**Work to do:** Can you turn the records below into a JSON list of strings, with one string per line and blank lines left out?

--*--

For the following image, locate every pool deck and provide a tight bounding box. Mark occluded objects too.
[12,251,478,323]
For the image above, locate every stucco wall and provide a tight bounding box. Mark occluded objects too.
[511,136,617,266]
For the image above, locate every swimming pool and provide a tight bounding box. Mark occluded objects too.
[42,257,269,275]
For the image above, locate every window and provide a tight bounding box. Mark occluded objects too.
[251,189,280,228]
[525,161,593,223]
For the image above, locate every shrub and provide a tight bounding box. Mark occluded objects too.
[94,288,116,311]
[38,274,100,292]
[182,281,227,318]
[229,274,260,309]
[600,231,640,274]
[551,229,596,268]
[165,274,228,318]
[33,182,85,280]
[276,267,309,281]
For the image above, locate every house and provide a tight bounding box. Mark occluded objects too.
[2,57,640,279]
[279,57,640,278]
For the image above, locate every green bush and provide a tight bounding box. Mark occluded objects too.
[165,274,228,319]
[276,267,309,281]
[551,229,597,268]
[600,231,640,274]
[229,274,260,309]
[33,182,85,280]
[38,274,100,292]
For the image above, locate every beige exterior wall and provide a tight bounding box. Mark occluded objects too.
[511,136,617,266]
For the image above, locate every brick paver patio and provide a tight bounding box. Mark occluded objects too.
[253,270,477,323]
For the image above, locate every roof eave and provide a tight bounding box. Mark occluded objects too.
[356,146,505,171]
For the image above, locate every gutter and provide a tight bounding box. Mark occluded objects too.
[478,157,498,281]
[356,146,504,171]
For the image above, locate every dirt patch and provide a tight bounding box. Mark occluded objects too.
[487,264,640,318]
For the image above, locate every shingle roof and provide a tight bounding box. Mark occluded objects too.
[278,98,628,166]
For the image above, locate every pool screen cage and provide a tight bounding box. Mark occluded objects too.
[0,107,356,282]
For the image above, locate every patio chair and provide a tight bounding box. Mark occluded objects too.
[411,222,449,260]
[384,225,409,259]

--*--

**Expected output:**
[
  "For the following image, locate every pool deck and provide a tight bounding box. Mark occluded objects too.",
  "[12,251,478,323]",
  "For the image above, locate every stucco wall and provide a tight bounding box. Mark occluded objects too.",
  "[511,136,617,266]",
  "For the image above, locate every swimming pool and provide a tight bounding box. Mark occluded objects too.",
  "[42,257,269,275]",
  "For the image above, locate every window and provide a tight bounding box. Mark occluded objects too.",
  "[251,189,280,228]",
  "[525,161,593,223]",
  "For the image above, locate every shrub and provide a tight bounding box. Mark occluded objects too.",
  "[94,288,116,311]",
  "[38,274,100,292]",
  "[182,281,227,318]",
  "[229,274,260,309]",
  "[600,231,640,274]",
  "[551,229,596,268]",
  "[165,274,228,318]",
  "[33,182,85,280]",
  "[276,267,309,281]",
  "For the image above, locate every house and provide a tight bounding box. Mark occluded objects too.",
  "[2,57,640,279]",
  "[279,57,640,278]",
  "For the image above, locate every green bush and provide a tight bounding box. Mark occluded objects too.",
  "[165,274,228,319]",
  "[276,267,309,281]",
  "[551,229,597,268]",
  "[600,231,640,274]",
  "[229,274,260,309]",
  "[33,182,85,280]",
  "[38,274,100,292]",
  "For the image above, locate every beige exterior wall and provide a tight bounding box. Mark occluded objects too.",
  "[511,136,617,266]",
  "For the image above, locate every brick paver patio and provide a tight bounding box. Mark occluded objects too.",
  "[253,270,477,323]",
  "For the image above, locate every roof eave and provide a tight bounding box. Mark occluded objects too.",
  "[356,146,505,171]",
  "For the image above, locate every gutter and provide a tight bounding box. Mark occluded objects too.",
  "[478,157,498,281]",
  "[356,146,504,171]",
  "For the image above, locate every dirt patch and provide a tight bounding box. Mark occluded objects too.",
  "[487,264,640,318]",
  "For the image above, locate every shingle roof and provide a tight bounding box. Mark occluded objects too.",
  "[278,98,628,166]",
  "For the image above, locate every pool screen cage and provide a tight bounding box. Mark occluded objects too.",
  "[0,107,356,282]",
  "For the image above, locate every patio chair and provide a tight bounding box. Mark occluded objects too.",
  "[411,222,449,260]",
  "[384,225,409,259]"
]